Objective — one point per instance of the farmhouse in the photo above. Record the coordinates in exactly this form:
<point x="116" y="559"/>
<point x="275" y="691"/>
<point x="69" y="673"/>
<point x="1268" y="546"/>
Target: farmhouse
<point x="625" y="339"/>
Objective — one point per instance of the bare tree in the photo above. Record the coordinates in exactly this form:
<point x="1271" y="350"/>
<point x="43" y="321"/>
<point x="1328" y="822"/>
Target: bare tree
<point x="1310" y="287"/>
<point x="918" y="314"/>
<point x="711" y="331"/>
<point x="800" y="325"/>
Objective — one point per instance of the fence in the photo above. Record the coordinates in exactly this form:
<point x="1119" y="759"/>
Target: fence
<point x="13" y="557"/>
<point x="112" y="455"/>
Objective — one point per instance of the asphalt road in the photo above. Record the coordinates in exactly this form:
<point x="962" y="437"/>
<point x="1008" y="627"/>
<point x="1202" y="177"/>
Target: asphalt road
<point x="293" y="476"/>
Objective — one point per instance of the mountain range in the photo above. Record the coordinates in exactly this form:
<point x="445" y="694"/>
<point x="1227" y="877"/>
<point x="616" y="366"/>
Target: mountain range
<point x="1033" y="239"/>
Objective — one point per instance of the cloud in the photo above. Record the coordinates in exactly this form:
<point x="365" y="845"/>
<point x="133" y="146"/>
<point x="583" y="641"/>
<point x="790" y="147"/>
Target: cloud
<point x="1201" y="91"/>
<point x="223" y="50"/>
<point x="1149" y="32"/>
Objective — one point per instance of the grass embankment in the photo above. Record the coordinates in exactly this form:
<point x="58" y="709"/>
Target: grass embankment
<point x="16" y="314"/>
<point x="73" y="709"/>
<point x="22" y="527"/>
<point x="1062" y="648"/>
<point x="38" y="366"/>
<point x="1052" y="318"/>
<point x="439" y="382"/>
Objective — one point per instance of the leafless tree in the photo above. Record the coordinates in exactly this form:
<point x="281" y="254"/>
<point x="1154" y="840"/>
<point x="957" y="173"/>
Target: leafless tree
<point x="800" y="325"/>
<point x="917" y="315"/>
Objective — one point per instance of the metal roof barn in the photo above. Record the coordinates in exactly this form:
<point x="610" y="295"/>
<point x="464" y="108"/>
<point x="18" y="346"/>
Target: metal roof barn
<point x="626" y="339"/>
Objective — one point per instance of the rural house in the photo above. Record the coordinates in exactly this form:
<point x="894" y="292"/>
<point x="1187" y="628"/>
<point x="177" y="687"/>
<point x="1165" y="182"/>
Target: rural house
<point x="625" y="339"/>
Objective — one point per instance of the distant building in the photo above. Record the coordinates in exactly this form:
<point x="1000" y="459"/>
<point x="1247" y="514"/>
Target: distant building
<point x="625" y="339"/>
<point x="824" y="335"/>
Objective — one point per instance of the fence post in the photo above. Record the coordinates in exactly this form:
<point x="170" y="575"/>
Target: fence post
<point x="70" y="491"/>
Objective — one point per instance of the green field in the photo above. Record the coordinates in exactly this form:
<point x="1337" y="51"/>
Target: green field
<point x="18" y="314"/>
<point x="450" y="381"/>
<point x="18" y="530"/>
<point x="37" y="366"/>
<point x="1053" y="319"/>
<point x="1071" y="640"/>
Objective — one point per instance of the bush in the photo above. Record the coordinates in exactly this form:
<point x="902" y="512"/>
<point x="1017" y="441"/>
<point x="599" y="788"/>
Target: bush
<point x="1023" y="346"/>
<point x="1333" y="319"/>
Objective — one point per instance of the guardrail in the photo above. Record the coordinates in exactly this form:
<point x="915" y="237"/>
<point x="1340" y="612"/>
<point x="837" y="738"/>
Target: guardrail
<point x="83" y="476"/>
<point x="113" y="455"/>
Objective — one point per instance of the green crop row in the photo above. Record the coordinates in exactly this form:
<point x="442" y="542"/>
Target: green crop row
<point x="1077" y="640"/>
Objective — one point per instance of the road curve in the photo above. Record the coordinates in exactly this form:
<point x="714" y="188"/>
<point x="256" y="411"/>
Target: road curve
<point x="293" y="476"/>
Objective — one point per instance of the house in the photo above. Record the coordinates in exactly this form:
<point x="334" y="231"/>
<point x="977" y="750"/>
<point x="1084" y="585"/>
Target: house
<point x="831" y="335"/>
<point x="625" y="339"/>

EXERCISE OBJECTIVE> Rescale the lines from the one containing "Objective — one point per instance of the house" through the last line, both included, by reproducing them in full, requests as well, with every coordinate in the answers multiplied by 1.8 and rounded to a whole number, halves rounded up. Leave the numbers in the requests and their format samples unchanged.

THE RESULT>
Objective — one point per instance of the house in the photo above. Record the coordinates in exactly this form:
<point x="334" y="231"/>
<point x="977" y="750"/>
<point x="1084" y="585"/>
Target: house
<point x="1496" y="603"/>
<point x="1125" y="610"/>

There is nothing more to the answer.